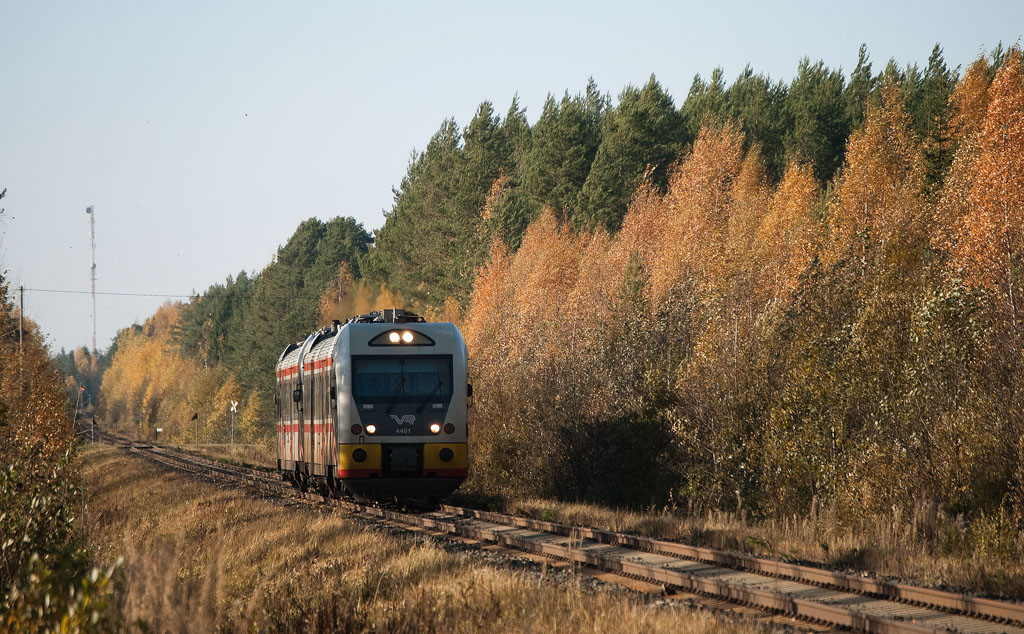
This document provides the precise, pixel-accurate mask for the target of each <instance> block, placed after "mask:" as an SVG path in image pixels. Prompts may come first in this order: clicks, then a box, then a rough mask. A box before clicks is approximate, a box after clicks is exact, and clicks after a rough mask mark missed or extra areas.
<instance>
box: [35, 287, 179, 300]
mask: <svg viewBox="0 0 1024 634" xmlns="http://www.w3.org/2000/svg"><path fill="white" fill-rule="evenodd" d="M25 290H26V291H33V292H36V293H63V294H68V295H89V294H90V291H70V290H66V289H30V288H28V287H26V289H25ZM96 295H116V296H119V297H185V298H190V297H196V296H195V295H175V294H173V293H114V292H103V291H96Z"/></svg>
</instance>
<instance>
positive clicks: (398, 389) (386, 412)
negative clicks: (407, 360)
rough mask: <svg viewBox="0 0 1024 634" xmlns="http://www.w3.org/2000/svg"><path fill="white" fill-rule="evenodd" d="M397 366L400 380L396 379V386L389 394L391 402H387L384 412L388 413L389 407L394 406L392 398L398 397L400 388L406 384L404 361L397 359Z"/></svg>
mask: <svg viewBox="0 0 1024 634" xmlns="http://www.w3.org/2000/svg"><path fill="white" fill-rule="evenodd" d="M398 368H399V369H400V370H401V380H400V381H398V387H396V388H395V389H394V393H393V394H391V403H389V404H387V410H386V411H385V414H390V413H391V409H392V408H394V399H395V398H397V397H398V394H400V393H401V388H402V387H403V386H404V385H406V362H403V361H402V360H400V358H399V360H398Z"/></svg>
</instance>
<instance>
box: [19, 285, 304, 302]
mask: <svg viewBox="0 0 1024 634" xmlns="http://www.w3.org/2000/svg"><path fill="white" fill-rule="evenodd" d="M25 290H26V291H32V292H35V293H61V294H67V295H89V294H90V291H72V290H69V289H32V288H29V287H25ZM96 295H111V296H115V297H166V298H172V299H209V300H213V299H246V298H248V299H253V298H255V297H256V295H255V294H254V293H247V294H244V295H242V294H229V295H220V296H217V297H209V298H208V297H206V295H204V294H200V293H193V294H190V295H180V294H175V293H121V292H114V291H96ZM260 298H261V299H319V295H315V296H314V295H262V296H260Z"/></svg>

WHAT IS BEING ASKED
Your task is to transcribe all of the records precisely, with no images included.

YOUR RESPONSE
This document provides the precise, pixel-accurate mask for the target of each <instance> block, placed after "mask:" as an SVG path in image pixels. Prompts may come first in this order: clicks, then a box, then a rough mask. A box before clicks is approximate, a box after clicks is exact, and clicks after a rough mask mark missed or extra areas.
<instance>
box: [35, 287, 179, 300]
mask: <svg viewBox="0 0 1024 634" xmlns="http://www.w3.org/2000/svg"><path fill="white" fill-rule="evenodd" d="M25 290H26V291H33V292H36V293H63V294H68V295H89V294H90V291H70V290H66V289H30V288H28V287H26V289H25ZM96 295H116V296H119V297H185V298H190V297H196V296H195V295H175V294H173V293H114V292H103V291H96Z"/></svg>
</instance>
<instance>
positive clicks: (398, 389) (386, 412)
negative clicks: (407, 360)
rough mask: <svg viewBox="0 0 1024 634" xmlns="http://www.w3.org/2000/svg"><path fill="white" fill-rule="evenodd" d="M397 366L400 380L396 379V386L389 394L391 402H387L384 412L388 413L389 407L394 406L392 398L398 397L400 388L406 384L404 361L397 359Z"/></svg>
mask: <svg viewBox="0 0 1024 634" xmlns="http://www.w3.org/2000/svg"><path fill="white" fill-rule="evenodd" d="M398 368H399V369H400V370H401V380H400V381H398V387H396V388H395V389H394V393H393V394H391V403H389V404H387V410H386V411H385V414H390V413H391V409H392V408H394V399H395V398H397V397H398V394H400V393H401V388H402V387H403V386H404V385H406V362H403V361H402V360H400V358H399V360H398Z"/></svg>
</instance>
<instance>
box: [19, 285, 304, 302]
mask: <svg viewBox="0 0 1024 634" xmlns="http://www.w3.org/2000/svg"><path fill="white" fill-rule="evenodd" d="M25 290H26V291H32V292H35V293H61V294H67V295H89V294H90V291H72V290H69V289H32V288H29V287H25ZM96 295H111V296H115V297H166V298H172V299H209V300H213V299H246V298H248V299H253V298H255V297H256V295H255V294H254V293H247V294H244V295H242V294H229V295H220V296H217V297H209V298H208V297H206V295H204V294H200V293H193V294H190V295H180V294H175V293H121V292H114V291H96ZM260 298H261V299H319V295H315V296H314V295H262V296H260Z"/></svg>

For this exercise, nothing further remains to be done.